• [YOUR INSTRUCTIONS]:
Which lines of the listing below contain the word "sample"? Copy each of them.

• [DATA SECTION]:
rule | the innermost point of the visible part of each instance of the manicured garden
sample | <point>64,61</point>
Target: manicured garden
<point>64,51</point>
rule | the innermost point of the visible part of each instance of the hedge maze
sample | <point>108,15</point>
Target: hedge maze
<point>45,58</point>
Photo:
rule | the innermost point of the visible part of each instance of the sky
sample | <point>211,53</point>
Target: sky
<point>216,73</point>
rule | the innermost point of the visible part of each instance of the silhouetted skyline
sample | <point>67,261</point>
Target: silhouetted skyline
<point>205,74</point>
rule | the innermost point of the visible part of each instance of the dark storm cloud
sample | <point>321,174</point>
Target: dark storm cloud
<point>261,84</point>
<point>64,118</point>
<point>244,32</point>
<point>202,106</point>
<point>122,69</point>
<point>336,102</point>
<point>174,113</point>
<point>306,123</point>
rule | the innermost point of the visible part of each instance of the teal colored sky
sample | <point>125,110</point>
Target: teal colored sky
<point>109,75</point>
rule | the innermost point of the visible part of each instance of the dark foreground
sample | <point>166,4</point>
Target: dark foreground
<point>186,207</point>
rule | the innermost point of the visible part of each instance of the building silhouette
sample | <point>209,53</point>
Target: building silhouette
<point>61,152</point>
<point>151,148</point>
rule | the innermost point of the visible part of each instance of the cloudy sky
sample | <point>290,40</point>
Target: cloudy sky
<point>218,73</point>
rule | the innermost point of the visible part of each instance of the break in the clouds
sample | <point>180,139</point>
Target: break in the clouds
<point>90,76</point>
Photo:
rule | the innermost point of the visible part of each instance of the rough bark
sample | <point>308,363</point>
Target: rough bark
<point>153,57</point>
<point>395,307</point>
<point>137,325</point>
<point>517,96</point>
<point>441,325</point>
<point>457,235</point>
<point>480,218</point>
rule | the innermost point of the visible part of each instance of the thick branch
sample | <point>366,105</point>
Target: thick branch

• [TASK OUTPUT]:
sample | <point>64,61</point>
sample | <point>108,15</point>
sample | <point>211,53</point>
sample | <point>67,261</point>
sample | <point>321,174</point>
sample | <point>125,110</point>
sample | <point>166,4</point>
sample | <point>209,53</point>
sample | <point>290,40</point>
sample | <point>180,139</point>
sample | <point>308,363</point>
sample | <point>366,105</point>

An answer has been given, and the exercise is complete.